Continue the text below about the high dive and Temple Grandin, starting right after its last sentence.

→ **Reading text**
**********
The High Dive

It’s a hot boring summer day. You’ve managed to get yourself to a nearby public swimming pool. You’ve swam, jumped off the side of the pool, played marco polo, gotten some candy, and watched as many people have jumped off the high diving board. Your boredom has gotten the best of you. You decide that you need that excitement in your life right now. It looks so easy and fun. There’s this glimmer of hope for the cure to your boredom blues. As you walk to the ladder you go from walking boldly like a lion to slowly moving while swallowing the fears trying to creep in and deter you. Blocking out the noise of those fears is pretty easy at first. Then the person in front of you is going and a surge of adrenalin goes through your veins and your heart feels like it is going to burst out of your chest. You slowly walk to the edge of the board, suddenly regretting every decision leading up to this point in your life. You consider climbing down the way you came up. But the fears of everyone hating you, push you to risk your life, plunging what feels like 100 feet into a pool of chlorinated pee water. As you come into contact with the water you kick and reach up to keep yourself from going too deep. Your head bursts through the top of the water and you gasp for air, realizing that you may have overreacted in your emotional response when reaching the top of the diving board. You even consider going again.

That memory became fresh in my mind yesterday as they were taking my 4 year old into her 10th surgery. You see, I was given two options. To wait and see if we could get her intestines to start working on their own, or put in a temporary ileostomy to give her large intestine an extended break and heal fully so that they would work like they are supposed to. Initially, it was a no brainer. She has had 3 hospitalizations in one month because her bowels were just not functioning. Going through this pandemic COVID-19, we needed to avoid the emergency room at all costs. That, and now my usually happy go lucky kid was now struggling with post traumatic symptoms due to the frequent needle pokes, NG tubes, and hospital stays, something different needed to be done. I had numerous affirmations from highly respected medical professionals and friends. But suddenly, the morning of her surgery I was once again at the edge of that diving board, wondering if I made a mistake. I don’t think I made a mistake in my decision. These emotions I think are actually common when faith is required. Hebrews 11:1 says, “Now faith is confidence in what we hope for and assurance about what we do not see.” Does this resonate with you? Did you jump? What did you learn from that experience?

She Heard them Moo

It is indisputable that Temple Grandin is an extraordinary human, who has lived an extraordinary life. For decades slaughterhouses were run the same way. Human’s design for what was cheaper and what made sense from their perspective. I believe that they would all be run the same exact way if Temple Grandin hadn’t come along. She was the first person to acknowledge that there was something wrong with their loud mooing. The men working in the field had learned to just tune them out and follow the system. Many people say, “If it’s not broke, don’t fix it!” What if it is broken, but it takes someone seeing it from a different perspective. Autism does that. It allows people to see things from a different perspective. Through countless hours of research and just spending time with the cows, she was able to identify the flaws with the system. The original slaughter houses relied heavily on using electrical shock (cattle prods) to force cows to go into the direction that the humans wanted them to go. Then they were forced to go through a dip to get rid of any insects that may be on their fur. The problem was that they sometimes would slip, break a leg, and then drown. Once they had drowned, they could not be used for meat. Temple watched closely to how the cattle like to move in circles. She personally crawled through the cattle shoot with the wide gaps in the fencing and realized how the sun reflected off of metal surfaces, causing the cattle to get startled. She watched them walk into ponds and realized the flaw in the dipping process was that it was slick and steep going in to the water. Temple arranged the cattle shoot to move in circles, with solid fencing so that reflected light wouldn’t get in and startle them, and then she created a less steep transition into the bath that had grooves so that they would not slip. All of this kept the cattle calm through the entire process. Cattle prods were rarely needed (if at all). And most importantly, cows weren’t injuring themselves leading to drowning. In the end it was a win win situation. The cows were calmer and the ranchers weren’t losing money on drowned cattle.
**********
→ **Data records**
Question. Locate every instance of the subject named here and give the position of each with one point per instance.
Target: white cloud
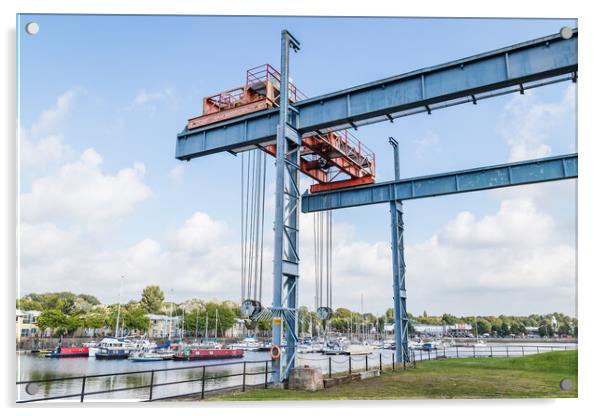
(81, 192)
(42, 146)
(527, 121)
(176, 173)
(49, 118)
(198, 234)
(512, 261)
(195, 261)
(146, 98)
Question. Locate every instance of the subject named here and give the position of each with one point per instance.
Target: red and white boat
(190, 354)
(68, 352)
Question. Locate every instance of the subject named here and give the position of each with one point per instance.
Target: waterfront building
(163, 326)
(27, 324)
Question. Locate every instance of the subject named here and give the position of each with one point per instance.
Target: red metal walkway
(335, 160)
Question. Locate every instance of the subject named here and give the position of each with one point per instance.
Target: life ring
(275, 352)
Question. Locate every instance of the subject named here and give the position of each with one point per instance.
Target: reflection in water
(34, 367)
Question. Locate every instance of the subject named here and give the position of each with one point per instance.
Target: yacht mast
(206, 325)
(119, 308)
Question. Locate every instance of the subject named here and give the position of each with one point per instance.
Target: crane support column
(399, 270)
(286, 224)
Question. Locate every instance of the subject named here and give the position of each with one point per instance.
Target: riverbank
(536, 376)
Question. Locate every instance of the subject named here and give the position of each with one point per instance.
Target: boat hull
(205, 354)
(105, 356)
(52, 355)
(68, 353)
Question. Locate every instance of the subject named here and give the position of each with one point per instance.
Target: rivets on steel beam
(566, 32)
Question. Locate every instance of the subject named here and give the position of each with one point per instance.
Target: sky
(101, 99)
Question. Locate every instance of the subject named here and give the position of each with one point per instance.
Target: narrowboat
(68, 352)
(191, 354)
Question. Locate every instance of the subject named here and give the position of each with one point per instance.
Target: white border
(589, 183)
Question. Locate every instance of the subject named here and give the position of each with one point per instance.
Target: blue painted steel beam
(491, 177)
(463, 80)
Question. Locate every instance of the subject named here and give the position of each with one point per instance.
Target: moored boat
(247, 344)
(191, 354)
(68, 352)
(112, 349)
(145, 356)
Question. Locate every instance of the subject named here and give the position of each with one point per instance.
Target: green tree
(135, 318)
(152, 298)
(95, 319)
(484, 326)
(56, 320)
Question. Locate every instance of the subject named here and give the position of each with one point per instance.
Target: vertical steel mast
(286, 224)
(399, 268)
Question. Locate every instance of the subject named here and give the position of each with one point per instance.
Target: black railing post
(81, 399)
(203, 384)
(150, 392)
(244, 375)
(266, 374)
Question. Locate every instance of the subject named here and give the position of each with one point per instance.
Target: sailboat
(478, 342)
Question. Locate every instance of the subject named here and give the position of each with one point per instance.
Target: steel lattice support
(286, 224)
(399, 269)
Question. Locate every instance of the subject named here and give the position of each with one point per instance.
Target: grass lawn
(534, 376)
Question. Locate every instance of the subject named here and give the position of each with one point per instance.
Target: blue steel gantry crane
(283, 130)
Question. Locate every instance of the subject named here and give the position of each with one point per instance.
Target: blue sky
(103, 97)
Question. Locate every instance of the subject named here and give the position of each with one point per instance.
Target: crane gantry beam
(490, 177)
(514, 68)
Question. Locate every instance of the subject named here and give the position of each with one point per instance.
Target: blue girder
(516, 67)
(479, 179)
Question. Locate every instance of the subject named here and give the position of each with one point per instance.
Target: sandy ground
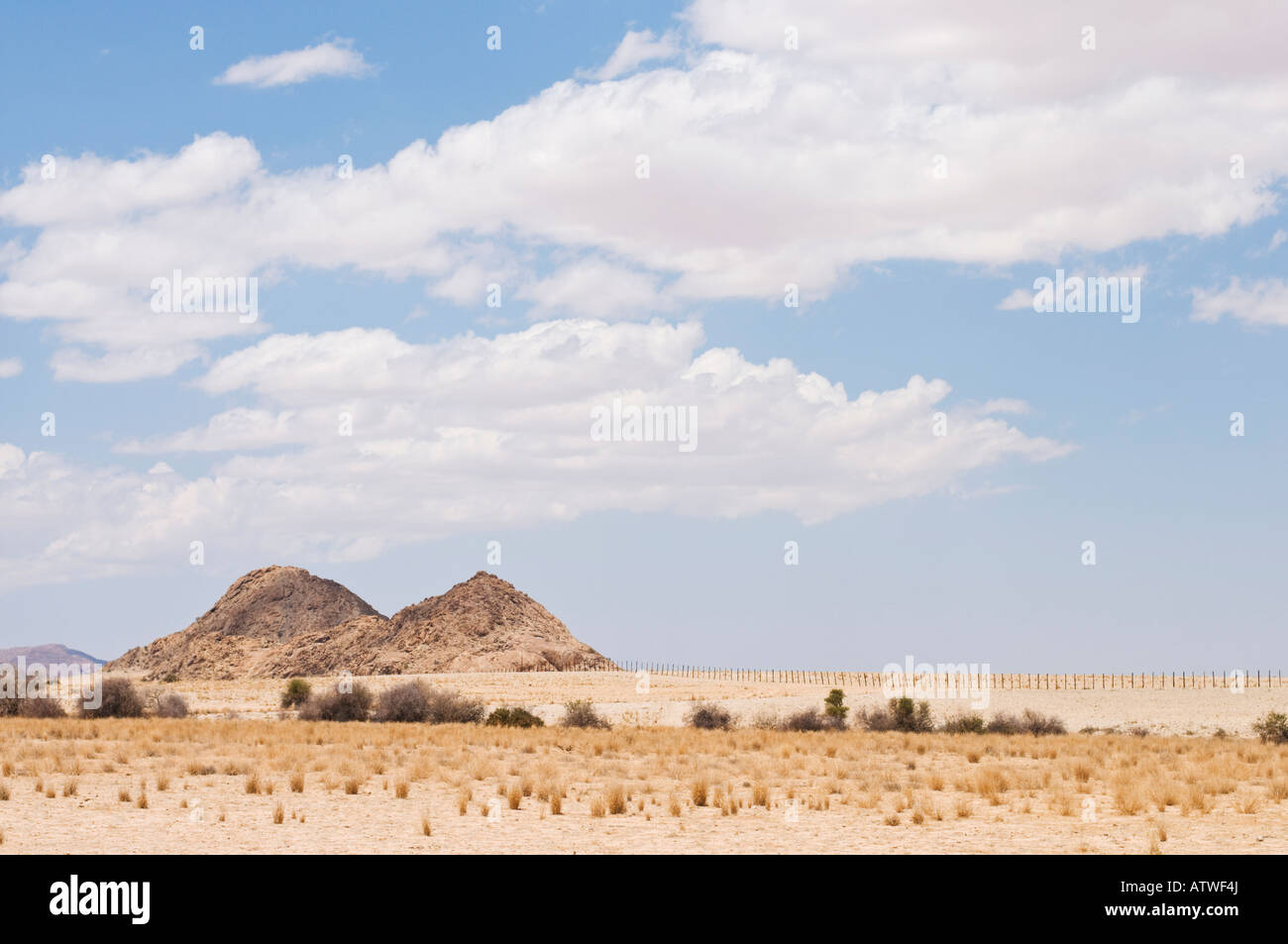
(617, 695)
(75, 786)
(824, 792)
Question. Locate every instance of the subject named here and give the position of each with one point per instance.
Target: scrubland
(252, 785)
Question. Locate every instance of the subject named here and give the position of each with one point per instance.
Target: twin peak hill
(282, 621)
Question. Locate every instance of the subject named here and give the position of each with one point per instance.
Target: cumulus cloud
(768, 165)
(1018, 299)
(1265, 303)
(335, 58)
(635, 50)
(476, 432)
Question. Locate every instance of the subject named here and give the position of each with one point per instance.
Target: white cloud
(1018, 299)
(478, 432)
(595, 288)
(335, 58)
(1265, 303)
(635, 50)
(767, 166)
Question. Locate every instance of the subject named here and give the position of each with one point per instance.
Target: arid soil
(220, 781)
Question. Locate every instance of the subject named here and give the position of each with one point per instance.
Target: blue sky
(970, 556)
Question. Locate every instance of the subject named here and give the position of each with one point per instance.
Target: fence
(978, 681)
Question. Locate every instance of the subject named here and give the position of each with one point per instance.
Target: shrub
(407, 702)
(708, 716)
(338, 706)
(581, 713)
(296, 693)
(451, 707)
(835, 704)
(1273, 728)
(900, 715)
(1004, 723)
(42, 707)
(806, 720)
(1035, 723)
(965, 723)
(514, 717)
(31, 707)
(120, 699)
(1029, 723)
(171, 704)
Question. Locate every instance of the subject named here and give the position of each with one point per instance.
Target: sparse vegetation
(581, 713)
(338, 706)
(964, 723)
(296, 693)
(1271, 728)
(900, 715)
(708, 716)
(1029, 723)
(407, 702)
(119, 699)
(514, 717)
(171, 704)
(452, 707)
(835, 706)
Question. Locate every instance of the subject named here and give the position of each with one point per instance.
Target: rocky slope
(282, 622)
(258, 613)
(48, 655)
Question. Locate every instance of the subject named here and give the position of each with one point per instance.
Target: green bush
(296, 693)
(514, 717)
(1273, 728)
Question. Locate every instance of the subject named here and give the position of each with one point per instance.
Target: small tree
(835, 704)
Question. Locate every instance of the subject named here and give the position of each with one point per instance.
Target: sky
(816, 230)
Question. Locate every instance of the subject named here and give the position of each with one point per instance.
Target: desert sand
(239, 777)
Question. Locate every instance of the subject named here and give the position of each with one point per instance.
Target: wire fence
(1052, 682)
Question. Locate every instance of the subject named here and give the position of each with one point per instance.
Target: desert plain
(1141, 772)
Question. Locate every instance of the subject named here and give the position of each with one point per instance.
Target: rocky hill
(282, 621)
(48, 655)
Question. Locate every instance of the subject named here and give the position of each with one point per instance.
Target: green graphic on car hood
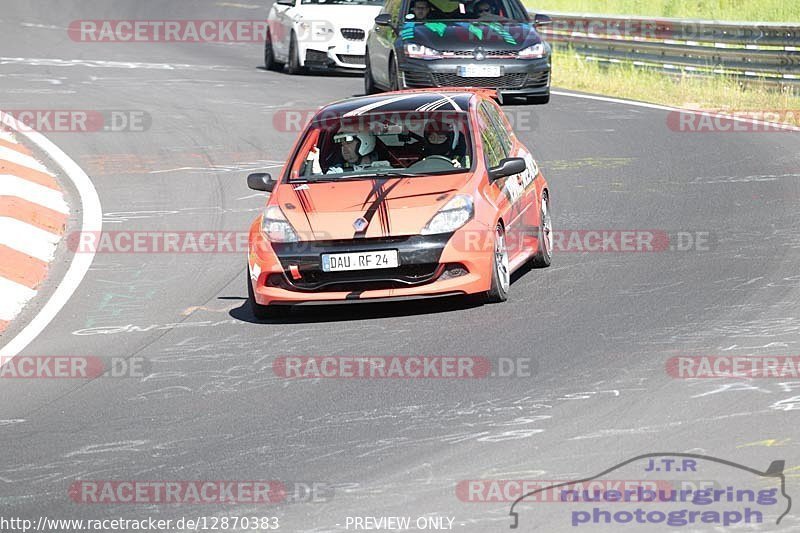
(480, 31)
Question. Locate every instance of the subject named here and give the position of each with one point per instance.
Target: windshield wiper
(356, 176)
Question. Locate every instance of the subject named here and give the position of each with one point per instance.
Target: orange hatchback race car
(410, 194)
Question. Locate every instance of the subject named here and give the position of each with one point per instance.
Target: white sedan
(329, 34)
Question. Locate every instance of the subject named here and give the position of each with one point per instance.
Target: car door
(281, 27)
(524, 212)
(514, 204)
(381, 42)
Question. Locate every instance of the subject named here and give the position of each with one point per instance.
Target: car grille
(489, 54)
(507, 81)
(417, 79)
(315, 56)
(351, 59)
(353, 34)
(538, 80)
(378, 279)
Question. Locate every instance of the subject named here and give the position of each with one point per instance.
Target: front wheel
(294, 57)
(263, 312)
(369, 81)
(544, 252)
(394, 76)
(501, 273)
(269, 55)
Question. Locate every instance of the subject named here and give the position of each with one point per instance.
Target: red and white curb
(33, 216)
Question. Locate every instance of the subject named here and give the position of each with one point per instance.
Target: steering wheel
(439, 158)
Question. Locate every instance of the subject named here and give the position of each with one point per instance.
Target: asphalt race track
(599, 327)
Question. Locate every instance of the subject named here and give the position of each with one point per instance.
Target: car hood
(392, 207)
(340, 16)
(469, 35)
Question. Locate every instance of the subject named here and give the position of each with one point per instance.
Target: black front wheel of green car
(544, 253)
(263, 312)
(394, 76)
(501, 272)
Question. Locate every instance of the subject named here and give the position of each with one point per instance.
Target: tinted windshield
(406, 143)
(484, 10)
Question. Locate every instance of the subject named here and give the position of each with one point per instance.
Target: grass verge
(729, 10)
(723, 94)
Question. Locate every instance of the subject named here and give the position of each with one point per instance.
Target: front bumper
(433, 265)
(338, 55)
(519, 76)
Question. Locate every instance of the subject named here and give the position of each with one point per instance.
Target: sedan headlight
(276, 227)
(417, 51)
(532, 52)
(457, 212)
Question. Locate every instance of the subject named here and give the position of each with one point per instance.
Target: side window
(500, 124)
(493, 150)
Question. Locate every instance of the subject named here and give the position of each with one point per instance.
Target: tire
(269, 56)
(369, 81)
(264, 312)
(294, 66)
(394, 76)
(544, 254)
(501, 274)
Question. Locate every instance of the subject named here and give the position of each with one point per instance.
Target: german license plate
(480, 71)
(359, 261)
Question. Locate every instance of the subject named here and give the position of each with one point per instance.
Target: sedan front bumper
(429, 265)
(520, 77)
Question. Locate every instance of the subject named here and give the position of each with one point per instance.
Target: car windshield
(345, 2)
(476, 10)
(411, 143)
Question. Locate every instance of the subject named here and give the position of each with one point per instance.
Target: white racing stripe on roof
(33, 192)
(15, 296)
(374, 105)
(28, 239)
(19, 158)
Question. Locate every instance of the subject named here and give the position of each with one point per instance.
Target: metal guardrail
(764, 52)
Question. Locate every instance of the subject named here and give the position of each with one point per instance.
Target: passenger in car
(485, 10)
(422, 9)
(358, 152)
(443, 140)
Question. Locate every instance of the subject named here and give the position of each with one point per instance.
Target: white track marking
(33, 192)
(28, 239)
(15, 296)
(18, 158)
(92, 222)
**********
→ **Response to this exercise**
So many times people tune out things to force something to happen in their timing and in their way. But what if you can’t tune those things out. So instead you hear them and they rip your soul to shreds. Some people say that autistic people don’t have empathy. That is a total lie, straight from the pit of hell. In fact, if anything, we over empathize. We not only experience what others are feeling, but we feel it even more intensely. The problem is not that we don’t feel it, we just often don’t know what to do with the ever-present, intense emotions. Then we are overwhelmed by the emotional storm inside us that we often push the source away or run away from it.

My youngest daughter has spina bifida. She has endured through 10 surgeries in her 4 years of life. Three surgeries this year (2020). This most recent one is a little more difficult for me. She had an ileostomy placed. If you don’t know what this is, they disconnect the small intestine from the large intestine, and direct the small intestines into a bag outside of the body. The plan is to wait a year and then reconnect the small and large intestine. It will take time for the small portion of intestine that is outside of her body to not look so raw. In the meantime, it is extremely difficult emotionally for me to even look at her stoma. I must fight the overwhelming urge to run away and instead comfort my recovering baby.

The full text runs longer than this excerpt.